[GIVEN PASSAGE]
It should be noted that Clemens Portele created a vocabulary for recording Corine Land Cover datasets. This captures the full complexity of the original model that, again, goes beyond what is required for SmOD. The equivalent property to lc:corineLandCover in Portele's work is lcv:class defined thus:

lcv:class a owl:ObjectProperty ;
  rdfs:comment "The range is a type for which no RDF representation is known: LandCoverClassValue"@en ;
  rdfs:range owl:Class ;
  skos:definition  "The assignment of a land cover class through a classification code identifier"@en ;
  skos:notation "class"^^xsd:NCName ;
  skos:prefLabel "class"@en ;
  skos:scopeNote "The identifier, eg 1, 1.1.2, ... (for CORINE LC classes) allow 
    to access to the value and the definition or narrative description of the 
    corresponding class."@en.

Rather than create the missing SKOS Concept scheme, Portele defines a general object property (confusingly called 'class') that has a range of owl:Class. SmOD would like to refer to this work but to keep the data simple, the lc:corineLandCover property is defined as a sub property of lcv:class and has a range of skos:Concept.

[Saved data entries]
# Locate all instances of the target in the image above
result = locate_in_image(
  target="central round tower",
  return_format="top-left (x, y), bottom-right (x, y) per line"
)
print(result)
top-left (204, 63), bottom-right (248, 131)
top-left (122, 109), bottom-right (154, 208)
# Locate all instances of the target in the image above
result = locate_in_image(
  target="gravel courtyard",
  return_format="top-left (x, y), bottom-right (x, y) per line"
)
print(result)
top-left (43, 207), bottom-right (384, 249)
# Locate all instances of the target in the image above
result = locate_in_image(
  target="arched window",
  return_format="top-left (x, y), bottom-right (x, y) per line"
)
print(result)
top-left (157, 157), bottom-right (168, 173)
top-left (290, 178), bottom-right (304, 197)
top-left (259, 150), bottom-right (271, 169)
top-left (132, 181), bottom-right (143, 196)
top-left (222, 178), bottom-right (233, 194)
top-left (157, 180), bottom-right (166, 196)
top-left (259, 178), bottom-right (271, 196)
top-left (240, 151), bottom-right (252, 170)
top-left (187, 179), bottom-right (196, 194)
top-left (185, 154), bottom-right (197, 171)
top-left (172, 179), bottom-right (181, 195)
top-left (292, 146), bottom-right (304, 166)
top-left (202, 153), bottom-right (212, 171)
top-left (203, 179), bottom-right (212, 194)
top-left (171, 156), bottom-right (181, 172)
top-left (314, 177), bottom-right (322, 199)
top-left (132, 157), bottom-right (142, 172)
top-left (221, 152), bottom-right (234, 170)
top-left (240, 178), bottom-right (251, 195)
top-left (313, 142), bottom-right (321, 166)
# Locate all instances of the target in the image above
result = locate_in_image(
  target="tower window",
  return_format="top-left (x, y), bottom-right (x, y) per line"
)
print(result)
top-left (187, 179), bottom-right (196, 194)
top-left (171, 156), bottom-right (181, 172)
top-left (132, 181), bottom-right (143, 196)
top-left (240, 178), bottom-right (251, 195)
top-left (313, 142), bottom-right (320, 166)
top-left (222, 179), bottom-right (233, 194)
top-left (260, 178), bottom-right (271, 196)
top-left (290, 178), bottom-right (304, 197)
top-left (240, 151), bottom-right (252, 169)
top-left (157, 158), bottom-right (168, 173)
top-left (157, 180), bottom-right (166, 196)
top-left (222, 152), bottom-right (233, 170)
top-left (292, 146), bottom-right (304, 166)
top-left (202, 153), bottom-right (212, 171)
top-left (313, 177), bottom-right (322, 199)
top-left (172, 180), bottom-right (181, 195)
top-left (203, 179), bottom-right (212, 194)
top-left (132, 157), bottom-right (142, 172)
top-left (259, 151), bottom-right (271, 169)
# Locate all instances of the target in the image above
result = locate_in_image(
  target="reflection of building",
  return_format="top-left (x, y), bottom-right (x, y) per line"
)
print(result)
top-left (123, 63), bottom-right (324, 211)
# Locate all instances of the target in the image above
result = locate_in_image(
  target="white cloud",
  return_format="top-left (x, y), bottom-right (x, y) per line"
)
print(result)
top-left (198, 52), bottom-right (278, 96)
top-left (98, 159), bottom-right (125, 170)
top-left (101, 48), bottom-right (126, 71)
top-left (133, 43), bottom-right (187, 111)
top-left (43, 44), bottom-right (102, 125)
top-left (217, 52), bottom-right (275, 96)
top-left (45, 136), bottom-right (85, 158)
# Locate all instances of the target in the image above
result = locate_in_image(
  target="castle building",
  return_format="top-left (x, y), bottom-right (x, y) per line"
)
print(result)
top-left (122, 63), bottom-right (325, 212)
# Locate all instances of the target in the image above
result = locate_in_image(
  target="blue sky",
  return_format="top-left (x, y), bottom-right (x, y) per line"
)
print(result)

[USING THE INFORMATION]
1) Using the Corine Land Cover passage, decide whether each statement agrees with it, answering yes or no and quoting the words that settle it: (a) Portele's vocabulary goes beyond what SmOD requires. (b) The property lcv:class has a range of skos:Concept. (c) The property lc:corineLandCover is defined as a sub property of lcv:class.
2) Resume the Corine Land Cover passage from its last sentence and carry it on.
This data is separate material, unrelated to the Corine Land Cover passage.

[RESPONSES TO THE TASKS]
1)
(a) Yes: "goes beyond what is required for SmOD"
(b) No: "rdfs:range owl:Class"
(c) Yes: "the lc:corineLandCover property is defined as a sub property of lcv:class"

2)
Environmental Monitoring Facilities

Namespacehttp://www.w3.org/2015/03/inspire/ef#
Classef:EnvironmentalMonitoringFacility
Object Propertyef:mediaMonitored
Datatype Propertiesef:specialisedEMFType
ef:purpose
Concept Schemes usedINSPIRE Registry

The EF vocabulary was created based on the INSPIRE Environmental Monitoring Facilities (EMF) theme (PDF). The scope includes the monitoring facilities and the observations linked to them. The latter are defined in a separate document, however, it is worth noting here that the RDF Data Cube vocabulary has been used extensively as this provides a method for recording statistical hypercube data in RDF.

One of the specific use cases for using the EF theme is to combine Protected Sites from Natura2000 and various water measurements from Waterbase (Lakes, Rivers and Underground Waters). Several possible user queries were defined that needed to be addressed within the SmOD project, some of which involved further datasets. These queries dictated the requirements for the model as follows:

To satisfy these requirements, the following classes and properties were defined.

ef:EnvironmentalMonitoringFacility is a spatial entity that collects or processes data about real-world objects whose properties (physical, chemical, biological or other aspects of environmental conditions) are observed or measured. Within the SmOD vocabularies, it is defined as a sub-class of gsp:SpatialObject.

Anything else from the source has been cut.